> _Extrait fourni_
_____
Recommandation du comité
Recommandation du comité
- 217. Au vu des conclusions qui précèdent, le comité invite le Conseil d'administration à approuver les recommandations suivantes:
- a) Le comité regrette vivement que le gouvernement n'ait pas fourni de commentaires et observations sur les graves allégations en instance dans le présent cas.
- b) Le comité déplore que le gouvernement n'ait pas pris les mesures nécessaires pour que les syndicats, leurs dirigeants et leurs membres puissent exercer leurs activités dans le respect des libertés civiles et des droits fondamentaux de l'homme.
- c) Le comité demande au gouvernement de le tenir informé sur les accusations portées contre les personnes dont les noms ont été mentionnés par les plaignants, de libérer immédiatement celles contre lesquelles ne pèse aucune accusation et de faire en sorte que les autres soient jugées promptement par un tribunal impartial et indépendant en bénéficiant de toutes les garanties judiciaires voulues, et de lui communiquer rapidement le texte intégral des jugements.
_____
> _Lignes fournies_

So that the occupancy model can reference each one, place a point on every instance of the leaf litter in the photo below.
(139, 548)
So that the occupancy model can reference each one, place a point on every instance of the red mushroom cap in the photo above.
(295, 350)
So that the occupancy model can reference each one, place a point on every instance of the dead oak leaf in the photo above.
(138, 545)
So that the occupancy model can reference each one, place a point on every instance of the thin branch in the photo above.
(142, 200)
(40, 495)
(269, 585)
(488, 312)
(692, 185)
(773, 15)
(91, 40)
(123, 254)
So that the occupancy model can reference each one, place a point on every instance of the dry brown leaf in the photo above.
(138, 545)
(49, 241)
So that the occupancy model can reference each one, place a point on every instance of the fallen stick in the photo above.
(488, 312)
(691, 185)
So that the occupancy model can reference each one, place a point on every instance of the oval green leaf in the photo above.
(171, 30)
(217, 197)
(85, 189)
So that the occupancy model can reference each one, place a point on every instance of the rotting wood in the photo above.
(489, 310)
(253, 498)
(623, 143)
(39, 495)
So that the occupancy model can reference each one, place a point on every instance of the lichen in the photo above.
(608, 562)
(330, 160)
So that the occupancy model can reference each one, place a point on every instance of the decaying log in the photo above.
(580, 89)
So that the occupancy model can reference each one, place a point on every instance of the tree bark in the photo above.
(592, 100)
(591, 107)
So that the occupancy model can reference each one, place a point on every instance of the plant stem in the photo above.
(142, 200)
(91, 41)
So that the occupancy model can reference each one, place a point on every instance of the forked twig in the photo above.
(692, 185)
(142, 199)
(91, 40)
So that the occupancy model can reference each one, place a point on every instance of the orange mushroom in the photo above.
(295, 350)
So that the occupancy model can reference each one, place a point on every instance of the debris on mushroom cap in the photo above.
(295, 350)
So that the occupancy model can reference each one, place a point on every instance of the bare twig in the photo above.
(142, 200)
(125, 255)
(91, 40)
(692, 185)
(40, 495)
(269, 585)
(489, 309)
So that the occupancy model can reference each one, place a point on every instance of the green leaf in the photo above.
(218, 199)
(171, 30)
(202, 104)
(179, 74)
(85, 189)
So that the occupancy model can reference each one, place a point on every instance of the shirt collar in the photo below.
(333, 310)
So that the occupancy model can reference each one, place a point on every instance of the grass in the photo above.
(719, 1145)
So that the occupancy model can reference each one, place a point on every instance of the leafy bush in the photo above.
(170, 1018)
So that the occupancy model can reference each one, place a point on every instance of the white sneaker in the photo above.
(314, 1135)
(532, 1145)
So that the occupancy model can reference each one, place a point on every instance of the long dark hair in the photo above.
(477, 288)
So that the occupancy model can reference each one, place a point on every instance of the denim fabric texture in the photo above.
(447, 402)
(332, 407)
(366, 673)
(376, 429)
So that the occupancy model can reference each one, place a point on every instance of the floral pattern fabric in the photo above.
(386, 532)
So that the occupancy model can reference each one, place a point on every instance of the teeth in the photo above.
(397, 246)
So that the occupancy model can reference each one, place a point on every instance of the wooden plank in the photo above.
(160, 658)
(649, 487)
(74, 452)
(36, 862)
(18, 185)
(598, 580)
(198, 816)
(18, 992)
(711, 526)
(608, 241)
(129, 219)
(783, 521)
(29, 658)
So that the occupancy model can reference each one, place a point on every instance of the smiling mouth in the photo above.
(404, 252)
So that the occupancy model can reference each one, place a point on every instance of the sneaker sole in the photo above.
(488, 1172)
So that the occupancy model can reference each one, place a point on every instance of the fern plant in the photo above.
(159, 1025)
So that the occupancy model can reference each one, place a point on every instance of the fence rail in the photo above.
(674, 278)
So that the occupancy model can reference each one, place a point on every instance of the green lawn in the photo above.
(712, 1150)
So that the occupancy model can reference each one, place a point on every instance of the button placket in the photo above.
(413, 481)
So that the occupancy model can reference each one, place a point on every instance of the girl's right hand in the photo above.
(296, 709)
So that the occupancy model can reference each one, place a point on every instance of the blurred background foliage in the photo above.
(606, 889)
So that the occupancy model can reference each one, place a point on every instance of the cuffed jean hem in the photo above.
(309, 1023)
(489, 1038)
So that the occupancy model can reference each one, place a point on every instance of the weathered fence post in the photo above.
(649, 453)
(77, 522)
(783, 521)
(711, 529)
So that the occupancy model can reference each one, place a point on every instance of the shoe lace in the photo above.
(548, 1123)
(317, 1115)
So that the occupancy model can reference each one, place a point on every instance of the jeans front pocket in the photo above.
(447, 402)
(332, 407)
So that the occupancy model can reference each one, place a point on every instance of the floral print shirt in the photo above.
_____
> _Objectifs_
a) D'après la recommandation du comité, sur quelle base le comité invite-t-il le Conseil d'administration à approuver les recommandations ? Répondez en une à trois phrases.
b) Poursuivez la recommandation du comité à partir de sa dernière phrase.

> _Résultats par tâche_
a) Le comité invite le Conseil d'administration à approuver ces recommandations au vu des conclusions qui précèdent.

b)
- d) Le comité note avec une grave préoccupation que le gouvernement n'a pas encore fourni d'informations au sujet des actes d'intimidation et de violence dénoncés par les plaignants. Il demande instamment au gouvernement de diligenter des enquêtes judiciaires indépendantes pour déterminer les faits, sanctionner les coupables et prévenir la répétition de tels actes, et de le tenir informé des résultats des enquêtes concernant:
- - l'arrestation et la disparition, depuis le 12 janvier 1990, de M. Nally Bauharnais;
- - l'attaque et le saccage des locaux de la CATH et de la CTH;
- - les menaces d'assassinat et les mesures de surveillance et de harcèlement dont on fait l'objet les dirigeants de la CATH, de la CTH et de la CNEH.